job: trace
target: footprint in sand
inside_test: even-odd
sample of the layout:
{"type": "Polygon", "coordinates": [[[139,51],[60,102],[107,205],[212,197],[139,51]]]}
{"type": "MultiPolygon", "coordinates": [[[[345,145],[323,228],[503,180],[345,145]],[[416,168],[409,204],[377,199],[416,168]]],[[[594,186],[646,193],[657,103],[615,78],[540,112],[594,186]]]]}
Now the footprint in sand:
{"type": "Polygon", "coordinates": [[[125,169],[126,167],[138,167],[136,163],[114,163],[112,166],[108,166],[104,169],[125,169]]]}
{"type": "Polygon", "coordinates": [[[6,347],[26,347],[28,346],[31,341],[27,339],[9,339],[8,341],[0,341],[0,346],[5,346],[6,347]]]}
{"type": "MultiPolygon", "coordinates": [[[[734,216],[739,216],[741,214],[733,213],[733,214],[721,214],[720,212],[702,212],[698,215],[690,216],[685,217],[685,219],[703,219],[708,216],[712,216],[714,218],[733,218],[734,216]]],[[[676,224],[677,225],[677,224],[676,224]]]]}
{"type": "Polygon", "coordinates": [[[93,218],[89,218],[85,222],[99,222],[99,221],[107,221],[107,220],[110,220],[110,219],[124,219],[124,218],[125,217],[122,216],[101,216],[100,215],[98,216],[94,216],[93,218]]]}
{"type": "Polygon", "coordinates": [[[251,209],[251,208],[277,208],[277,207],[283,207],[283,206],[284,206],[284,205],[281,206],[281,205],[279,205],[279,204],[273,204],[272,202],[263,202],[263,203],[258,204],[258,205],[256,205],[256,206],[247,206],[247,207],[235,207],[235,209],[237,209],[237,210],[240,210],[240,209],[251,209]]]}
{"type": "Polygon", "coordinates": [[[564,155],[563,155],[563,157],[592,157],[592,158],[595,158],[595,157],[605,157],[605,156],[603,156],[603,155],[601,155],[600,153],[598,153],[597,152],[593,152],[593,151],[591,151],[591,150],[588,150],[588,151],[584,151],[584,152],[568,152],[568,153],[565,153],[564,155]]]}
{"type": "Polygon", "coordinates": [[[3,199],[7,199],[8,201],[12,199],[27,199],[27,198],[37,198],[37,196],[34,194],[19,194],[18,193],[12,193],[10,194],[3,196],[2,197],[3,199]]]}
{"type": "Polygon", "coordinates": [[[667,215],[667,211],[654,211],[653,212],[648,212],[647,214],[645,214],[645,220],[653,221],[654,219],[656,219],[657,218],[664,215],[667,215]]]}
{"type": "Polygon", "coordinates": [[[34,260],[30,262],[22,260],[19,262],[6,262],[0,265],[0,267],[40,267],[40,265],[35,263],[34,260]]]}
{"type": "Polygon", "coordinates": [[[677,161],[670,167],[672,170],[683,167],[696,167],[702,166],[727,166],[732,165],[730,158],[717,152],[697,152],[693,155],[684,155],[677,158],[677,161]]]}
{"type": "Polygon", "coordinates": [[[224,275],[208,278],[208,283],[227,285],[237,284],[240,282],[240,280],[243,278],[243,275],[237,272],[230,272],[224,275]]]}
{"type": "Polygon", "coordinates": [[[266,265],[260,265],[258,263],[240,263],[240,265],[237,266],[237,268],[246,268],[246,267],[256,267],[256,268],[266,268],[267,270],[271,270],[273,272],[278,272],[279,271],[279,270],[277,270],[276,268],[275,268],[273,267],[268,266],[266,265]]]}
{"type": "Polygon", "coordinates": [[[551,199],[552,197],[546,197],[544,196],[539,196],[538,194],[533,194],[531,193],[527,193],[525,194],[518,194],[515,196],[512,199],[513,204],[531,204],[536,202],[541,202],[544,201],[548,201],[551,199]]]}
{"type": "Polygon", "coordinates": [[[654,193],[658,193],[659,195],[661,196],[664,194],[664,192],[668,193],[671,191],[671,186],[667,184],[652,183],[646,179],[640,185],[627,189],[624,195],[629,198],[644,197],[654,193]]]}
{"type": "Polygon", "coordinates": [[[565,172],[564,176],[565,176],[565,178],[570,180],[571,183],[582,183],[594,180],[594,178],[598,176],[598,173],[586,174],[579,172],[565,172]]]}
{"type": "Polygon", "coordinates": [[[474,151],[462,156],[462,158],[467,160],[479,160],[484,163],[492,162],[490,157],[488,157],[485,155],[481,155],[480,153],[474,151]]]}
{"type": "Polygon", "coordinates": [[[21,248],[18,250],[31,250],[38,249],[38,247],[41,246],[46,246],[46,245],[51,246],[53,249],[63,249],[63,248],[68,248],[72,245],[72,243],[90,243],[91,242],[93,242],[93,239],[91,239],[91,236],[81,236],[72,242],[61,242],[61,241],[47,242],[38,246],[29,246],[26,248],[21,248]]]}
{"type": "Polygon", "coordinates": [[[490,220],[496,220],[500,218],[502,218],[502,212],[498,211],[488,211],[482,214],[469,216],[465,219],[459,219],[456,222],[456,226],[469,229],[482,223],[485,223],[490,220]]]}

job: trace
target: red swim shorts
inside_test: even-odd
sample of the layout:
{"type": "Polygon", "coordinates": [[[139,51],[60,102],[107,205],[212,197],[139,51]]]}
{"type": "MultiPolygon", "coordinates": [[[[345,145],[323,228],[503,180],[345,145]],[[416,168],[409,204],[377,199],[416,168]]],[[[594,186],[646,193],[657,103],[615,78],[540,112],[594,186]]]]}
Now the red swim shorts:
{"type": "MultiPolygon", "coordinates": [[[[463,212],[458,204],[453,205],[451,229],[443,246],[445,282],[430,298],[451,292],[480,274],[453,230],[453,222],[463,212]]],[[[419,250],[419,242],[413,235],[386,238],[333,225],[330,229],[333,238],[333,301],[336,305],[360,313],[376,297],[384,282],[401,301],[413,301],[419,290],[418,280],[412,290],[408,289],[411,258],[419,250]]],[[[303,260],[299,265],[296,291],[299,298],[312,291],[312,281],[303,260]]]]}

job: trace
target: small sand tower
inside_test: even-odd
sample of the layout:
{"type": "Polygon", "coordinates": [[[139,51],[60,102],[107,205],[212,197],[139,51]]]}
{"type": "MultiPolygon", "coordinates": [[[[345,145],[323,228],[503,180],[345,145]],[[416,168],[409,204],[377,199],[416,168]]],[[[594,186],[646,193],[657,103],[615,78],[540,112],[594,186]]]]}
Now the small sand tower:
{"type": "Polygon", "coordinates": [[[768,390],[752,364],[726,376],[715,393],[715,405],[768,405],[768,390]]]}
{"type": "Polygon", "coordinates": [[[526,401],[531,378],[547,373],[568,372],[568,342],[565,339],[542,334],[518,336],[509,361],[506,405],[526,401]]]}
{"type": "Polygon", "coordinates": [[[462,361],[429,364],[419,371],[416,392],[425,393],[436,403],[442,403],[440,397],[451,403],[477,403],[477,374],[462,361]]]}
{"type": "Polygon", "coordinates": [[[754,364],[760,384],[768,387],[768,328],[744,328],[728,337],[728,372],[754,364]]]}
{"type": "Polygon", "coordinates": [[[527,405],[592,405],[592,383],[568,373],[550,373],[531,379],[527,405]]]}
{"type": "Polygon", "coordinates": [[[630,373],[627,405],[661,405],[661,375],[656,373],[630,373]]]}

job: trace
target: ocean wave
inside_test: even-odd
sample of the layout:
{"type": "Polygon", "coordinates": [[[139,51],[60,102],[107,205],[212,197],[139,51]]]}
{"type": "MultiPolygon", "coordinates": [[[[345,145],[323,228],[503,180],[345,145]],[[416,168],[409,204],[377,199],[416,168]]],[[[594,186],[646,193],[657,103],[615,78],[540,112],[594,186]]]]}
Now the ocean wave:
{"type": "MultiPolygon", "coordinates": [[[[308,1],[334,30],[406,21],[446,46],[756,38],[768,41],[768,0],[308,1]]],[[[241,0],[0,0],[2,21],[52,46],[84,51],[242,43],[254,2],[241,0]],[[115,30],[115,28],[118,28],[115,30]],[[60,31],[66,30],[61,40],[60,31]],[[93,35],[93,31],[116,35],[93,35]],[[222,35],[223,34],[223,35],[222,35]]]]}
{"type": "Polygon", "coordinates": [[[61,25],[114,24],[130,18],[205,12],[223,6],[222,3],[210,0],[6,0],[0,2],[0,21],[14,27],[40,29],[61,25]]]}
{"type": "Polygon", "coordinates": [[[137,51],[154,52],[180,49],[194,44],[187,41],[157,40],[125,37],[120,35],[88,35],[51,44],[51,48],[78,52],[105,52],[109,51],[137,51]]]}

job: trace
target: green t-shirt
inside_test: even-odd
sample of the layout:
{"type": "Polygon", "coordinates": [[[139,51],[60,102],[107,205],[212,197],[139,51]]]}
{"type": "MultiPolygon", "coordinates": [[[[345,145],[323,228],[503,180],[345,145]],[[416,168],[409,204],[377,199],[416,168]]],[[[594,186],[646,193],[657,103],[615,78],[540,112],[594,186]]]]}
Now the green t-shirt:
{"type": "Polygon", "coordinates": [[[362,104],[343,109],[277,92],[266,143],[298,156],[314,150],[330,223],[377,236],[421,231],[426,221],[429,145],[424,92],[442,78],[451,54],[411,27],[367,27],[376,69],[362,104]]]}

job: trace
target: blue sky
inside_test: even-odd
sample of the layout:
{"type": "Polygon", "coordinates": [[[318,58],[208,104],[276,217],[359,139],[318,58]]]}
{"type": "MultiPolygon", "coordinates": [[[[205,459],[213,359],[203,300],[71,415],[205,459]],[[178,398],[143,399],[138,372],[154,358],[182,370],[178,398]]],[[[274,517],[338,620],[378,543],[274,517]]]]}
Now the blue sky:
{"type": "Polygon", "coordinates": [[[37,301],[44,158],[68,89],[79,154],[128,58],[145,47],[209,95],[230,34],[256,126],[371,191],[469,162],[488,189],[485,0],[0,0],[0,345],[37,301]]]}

★ ★ ★ ★ ★

◆ Task ◆
Pull out each line of the records above that contains the string "ocean". Case counts.

◆ Result below ◆
target: ocean wave
Now the ocean wave:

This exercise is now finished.